» PROBLEM DESCRIPTION:
Copy the records below word for word, in full and in order, leaving out the pictures.

** start DATA ENTRIES **

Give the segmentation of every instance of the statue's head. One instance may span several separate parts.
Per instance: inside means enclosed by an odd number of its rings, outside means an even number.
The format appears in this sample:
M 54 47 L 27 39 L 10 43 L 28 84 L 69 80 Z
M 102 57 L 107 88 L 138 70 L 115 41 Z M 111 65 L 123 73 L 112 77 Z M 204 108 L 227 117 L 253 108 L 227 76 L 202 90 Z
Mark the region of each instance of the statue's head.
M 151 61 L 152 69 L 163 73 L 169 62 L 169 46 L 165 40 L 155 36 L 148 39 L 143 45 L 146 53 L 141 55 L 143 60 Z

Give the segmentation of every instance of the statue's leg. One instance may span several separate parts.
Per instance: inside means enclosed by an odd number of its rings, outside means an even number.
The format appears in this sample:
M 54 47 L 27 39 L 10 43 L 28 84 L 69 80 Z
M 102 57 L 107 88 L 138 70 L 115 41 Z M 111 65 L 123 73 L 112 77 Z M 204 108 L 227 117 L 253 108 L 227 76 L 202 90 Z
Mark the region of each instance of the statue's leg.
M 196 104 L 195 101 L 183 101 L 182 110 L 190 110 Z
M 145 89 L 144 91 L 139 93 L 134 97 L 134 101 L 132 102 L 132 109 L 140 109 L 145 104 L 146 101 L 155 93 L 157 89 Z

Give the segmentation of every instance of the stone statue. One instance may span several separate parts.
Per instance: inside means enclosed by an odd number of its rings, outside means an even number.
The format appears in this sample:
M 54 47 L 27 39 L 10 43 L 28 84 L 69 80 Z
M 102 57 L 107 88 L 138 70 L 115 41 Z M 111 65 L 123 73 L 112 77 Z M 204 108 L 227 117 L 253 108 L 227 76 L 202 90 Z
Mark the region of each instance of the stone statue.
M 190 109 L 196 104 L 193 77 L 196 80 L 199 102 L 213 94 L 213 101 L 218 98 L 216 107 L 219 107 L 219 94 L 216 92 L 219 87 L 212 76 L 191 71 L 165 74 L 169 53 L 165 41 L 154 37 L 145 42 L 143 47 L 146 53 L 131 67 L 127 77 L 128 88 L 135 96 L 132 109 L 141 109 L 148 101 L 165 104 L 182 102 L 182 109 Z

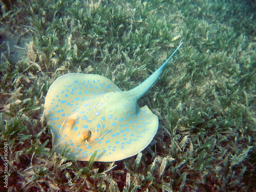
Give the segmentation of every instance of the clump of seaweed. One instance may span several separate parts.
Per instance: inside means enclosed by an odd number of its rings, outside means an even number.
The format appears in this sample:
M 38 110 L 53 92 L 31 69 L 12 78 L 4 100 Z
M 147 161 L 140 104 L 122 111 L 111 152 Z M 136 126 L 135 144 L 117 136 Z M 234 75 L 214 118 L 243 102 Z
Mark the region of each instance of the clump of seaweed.
M 6 0 L 0 5 L 1 176 L 7 143 L 9 191 L 256 190 L 255 4 Z M 109 163 L 54 152 L 43 103 L 56 78 L 98 74 L 130 90 L 181 40 L 174 62 L 139 101 L 160 119 L 150 146 Z

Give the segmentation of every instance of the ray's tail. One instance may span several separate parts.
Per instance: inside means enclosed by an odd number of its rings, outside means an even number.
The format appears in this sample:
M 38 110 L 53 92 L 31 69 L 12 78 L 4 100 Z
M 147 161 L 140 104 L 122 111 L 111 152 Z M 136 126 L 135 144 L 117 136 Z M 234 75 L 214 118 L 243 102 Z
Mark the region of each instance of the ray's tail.
M 174 54 L 178 51 L 180 47 L 182 45 L 183 42 L 178 47 L 175 51 L 173 53 L 172 55 L 164 62 L 164 63 L 157 70 L 154 72 L 150 76 L 149 76 L 146 80 L 145 80 L 141 84 L 136 87 L 136 88 L 128 91 L 127 93 L 131 94 L 134 96 L 134 98 L 138 100 L 147 91 L 147 90 L 151 87 L 151 86 L 156 82 L 158 78 L 161 75 L 162 71 L 164 69 L 166 64 L 169 62 L 170 58 L 174 56 Z

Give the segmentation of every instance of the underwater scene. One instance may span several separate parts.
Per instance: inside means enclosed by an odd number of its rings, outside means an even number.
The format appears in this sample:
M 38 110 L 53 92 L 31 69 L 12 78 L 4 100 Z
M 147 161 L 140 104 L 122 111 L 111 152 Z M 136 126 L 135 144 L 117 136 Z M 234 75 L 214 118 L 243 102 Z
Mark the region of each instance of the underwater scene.
M 256 191 L 255 13 L 0 1 L 0 191 Z

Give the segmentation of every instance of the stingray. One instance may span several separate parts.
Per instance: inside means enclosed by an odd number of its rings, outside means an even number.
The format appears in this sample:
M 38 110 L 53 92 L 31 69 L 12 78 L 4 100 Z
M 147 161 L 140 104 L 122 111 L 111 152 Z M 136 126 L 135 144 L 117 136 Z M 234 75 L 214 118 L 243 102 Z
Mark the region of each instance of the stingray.
M 151 88 L 175 52 L 144 81 L 122 91 L 110 79 L 99 75 L 70 73 L 50 86 L 45 114 L 52 144 L 61 153 L 79 161 L 120 160 L 137 154 L 151 142 L 158 118 L 147 106 L 137 103 Z

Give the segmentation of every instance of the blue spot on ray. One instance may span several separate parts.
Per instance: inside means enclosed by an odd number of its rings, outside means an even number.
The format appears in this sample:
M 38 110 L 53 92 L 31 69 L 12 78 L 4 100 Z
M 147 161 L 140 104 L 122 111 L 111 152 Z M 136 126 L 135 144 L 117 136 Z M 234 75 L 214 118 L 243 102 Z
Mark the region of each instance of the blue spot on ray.
M 107 162 L 143 150 L 157 131 L 158 118 L 147 106 L 140 108 L 137 101 L 156 81 L 173 55 L 141 84 L 126 92 L 98 75 L 70 73 L 57 78 L 45 103 L 56 152 L 70 149 L 67 155 L 88 161 L 97 151 L 95 161 Z

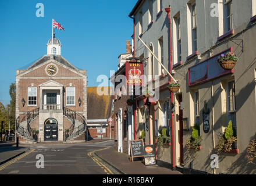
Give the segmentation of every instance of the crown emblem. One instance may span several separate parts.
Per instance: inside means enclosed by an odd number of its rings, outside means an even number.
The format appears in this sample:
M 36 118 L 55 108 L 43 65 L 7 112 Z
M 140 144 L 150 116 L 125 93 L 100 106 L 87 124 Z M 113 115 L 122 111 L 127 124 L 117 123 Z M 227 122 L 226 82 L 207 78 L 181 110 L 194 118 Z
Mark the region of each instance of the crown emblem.
M 134 67 L 133 69 L 131 69 L 128 71 L 128 74 L 130 80 L 136 80 L 140 78 L 141 71 L 138 69 L 136 69 Z

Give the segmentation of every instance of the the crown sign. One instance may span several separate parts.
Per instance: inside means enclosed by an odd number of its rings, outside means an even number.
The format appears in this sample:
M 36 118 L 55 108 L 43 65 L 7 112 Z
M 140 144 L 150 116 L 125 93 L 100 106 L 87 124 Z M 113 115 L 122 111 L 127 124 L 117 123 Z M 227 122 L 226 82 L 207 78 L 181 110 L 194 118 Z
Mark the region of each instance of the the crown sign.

** end DATA ENTRIES **

» ANSWER FOR THIS EXERCISE:
Give the segmentation of every instance of the statue's head. One instance may span several separate parts.
Per instance: inside means enclosed by an odd number of its rings, outside means an even number.
The format appears in this sample:
M 54 47 L 27 39 L 10 43 L 28 84 L 69 80 Z
M 102 57 L 107 88 L 138 70 L 115 41 Z M 111 65 L 123 73 L 112 77 Z M 204 108 L 227 117 L 253 108 L 227 76 L 202 90 Z
Mark the region of each instance of the statue's head.
M 151 61 L 152 69 L 163 73 L 169 62 L 169 46 L 165 40 L 155 36 L 148 39 L 143 45 L 146 53 L 141 55 L 143 60 Z

Give the segmentation of every instance of the statue's leg. One instance may span several separate parts.
Per instance: inside means enclosed by an odd number of its rings, outside means an even number.
The format appears in this sample:
M 54 47 L 27 39 L 10 43 L 28 84 L 69 80 Z
M 102 57 L 107 88 L 138 70 L 115 41 Z M 111 65 L 123 73 L 112 77 Z M 204 108 L 227 117 L 253 108 L 227 76 L 202 90 Z
Mark the region of each instance of the statue's leg.
M 196 104 L 195 101 L 183 101 L 182 110 L 190 110 Z
M 145 89 L 144 91 L 139 93 L 134 97 L 134 101 L 132 102 L 132 109 L 140 109 L 145 104 L 146 101 L 155 93 L 157 89 Z

Give the segmentation of every instance of the stone statue. One instance may span several separate parts.
Per instance: inside means enclosed by an odd number of its rings, outside means an even number.
The format appears in this sample:
M 54 47 L 27 39 L 10 43 L 28 84 L 69 80 Z
M 102 57 L 107 88 L 138 70 L 115 41 Z M 111 65 L 123 73 L 112 77 Z M 204 108 L 227 117 L 253 108 L 227 76 L 202 90 Z
Mark the region of each instance of the stone statue.
M 190 109 L 196 104 L 193 77 L 196 80 L 199 102 L 213 94 L 213 101 L 218 98 L 216 107 L 219 107 L 219 94 L 216 92 L 219 87 L 212 76 L 191 71 L 165 74 L 169 53 L 165 41 L 154 37 L 145 42 L 143 47 L 146 53 L 131 67 L 127 77 L 128 88 L 135 96 L 132 109 L 141 109 L 148 101 L 165 104 L 182 102 L 182 109 Z

Give the segmentation of every instance of the clump of seaweed. One instance may span several separate parts.
Per instance: inside means enclosed by an odd number of its rings, outside means an even number.
The format appears in this sample:
M 38 110 L 53 92 L 31 69 L 12 78 L 4 100 Z
M 147 161 L 140 104 L 122 111 L 111 152 Z M 136 126 L 135 144 L 117 136 Z M 234 75 L 214 118 L 243 102 Z
Mark the region of each instance of the clump of seaweed.
M 6 0 L 0 5 L 1 176 L 7 143 L 9 191 L 256 190 L 255 4 Z M 109 163 L 54 152 L 43 103 L 56 78 L 98 74 L 130 90 L 181 40 L 174 62 L 139 101 L 160 119 L 150 146 Z

Give the segmentation of every instance of the ray's tail. One instance may span several separate parts.
Per instance: inside means enclosed by an odd number of its rings, outside means an even number.
The format appears in this sample:
M 38 110 L 53 92 L 31 69 L 12 78 L 4 100 Z
M 147 161 L 140 104 L 122 111 L 111 152 Z M 136 126 L 135 144 L 117 136 Z M 234 75 L 214 118 L 243 102 Z
Mark the region of each instance of the ray's tail.
M 174 54 L 178 51 L 180 47 L 182 45 L 183 42 L 178 47 L 175 51 L 173 53 L 172 55 L 164 62 L 164 63 L 157 70 L 154 72 L 150 76 L 149 76 L 146 80 L 145 80 L 141 84 L 136 87 L 136 88 L 128 91 L 127 93 L 131 94 L 134 96 L 134 98 L 138 100 L 147 91 L 147 90 L 151 87 L 151 86 L 156 82 L 158 78 L 161 75 L 162 71 L 164 69 L 166 64 L 169 62 L 170 58 L 174 56 Z

Give the segmentation of every instance of the underwater scene. One instance may span several separate parts.
Per instance: inside means enclosed by an odd number of its rings, outside means an even number.
The format appears in this sample:
M 38 110 L 53 92 L 31 69 L 12 78 L 4 100 Z
M 147 161 L 140 104 L 122 111 L 111 152 Z M 136 126 L 135 144 L 117 136 Z M 234 75 L 214 118 L 243 102 Z
Mark the region of each instance of the underwater scene.
M 256 191 L 255 13 L 0 1 L 0 191 Z

Give the segmentation of every instance of the stingray. One instance may span several separate parts.
Per instance: inside means enclosed by an odd number of its rings, outside means an even number.
The format appears in this sample:
M 38 110 L 53 92 L 31 69 L 12 78 L 4 100 Z
M 147 161 L 140 104 L 122 111 L 111 152 Z M 136 126 L 135 144 L 117 136 Z M 234 75 L 214 118 L 243 102 Z
Mark the region of each instance of the stingray.
M 151 88 L 175 52 L 144 81 L 122 91 L 110 79 L 99 75 L 70 73 L 50 86 L 45 114 L 52 144 L 61 153 L 79 161 L 120 160 L 137 154 L 151 142 L 158 118 L 147 106 L 137 103 Z

Give the segmentation of every instance of the blue spot on ray. One instance may span several separate parts.
Per instance: inside means enclosed by an odd number of its rings, outside means an even number.
The format appears in this sample:
M 38 110 L 53 92 L 31 69 L 12 78 L 4 100 Z
M 147 161 L 140 104 L 122 111 L 111 152 Z M 136 126 L 135 144 L 117 136 Z M 234 75 L 214 118 L 243 102 Z
Mark the region of each instance of the blue spot on ray.
M 107 162 L 143 150 L 157 131 L 158 118 L 147 106 L 140 108 L 137 101 L 156 81 L 173 55 L 141 84 L 126 92 L 98 75 L 70 73 L 57 78 L 45 103 L 56 152 L 70 149 L 67 155 L 88 161 L 97 151 L 95 161 Z

Give the segmentation of every instance of the crown emblem. One instance may span several separate parts.
Per instance: inside means enclosed by an odd number of its rings, outside means an even number.
The format appears in this sample:
M 36 118 L 55 108 L 43 65 L 7 112 Z
M 140 144 L 150 116 L 125 93 L 100 106 L 87 124 Z M 113 115 L 122 111 L 127 124 L 117 123 Z M 227 122 L 226 82 L 207 78 L 181 110 L 194 118 Z
Mark the region of each instance of the crown emblem.
M 134 67 L 133 69 L 131 69 L 128 71 L 128 74 L 130 80 L 136 80 L 140 78 L 141 71 L 138 69 L 136 69 Z

Give the segmentation of every instance of the the crown sign. One instance may span several separate parts.
Per instance: inside means enclosed by an odd number of its rings, outside means an even number.
The format appears in this sample:
M 36 118 L 55 108 L 43 65 L 7 112 Z
M 140 144 L 150 116 L 125 93 L 100 106 L 87 124 Z M 113 115 L 122 111 L 127 124 L 117 123 Z M 227 122 L 226 82 L 207 78 L 181 110 L 194 118 Z
Mark the region of each instance of the the crown sign.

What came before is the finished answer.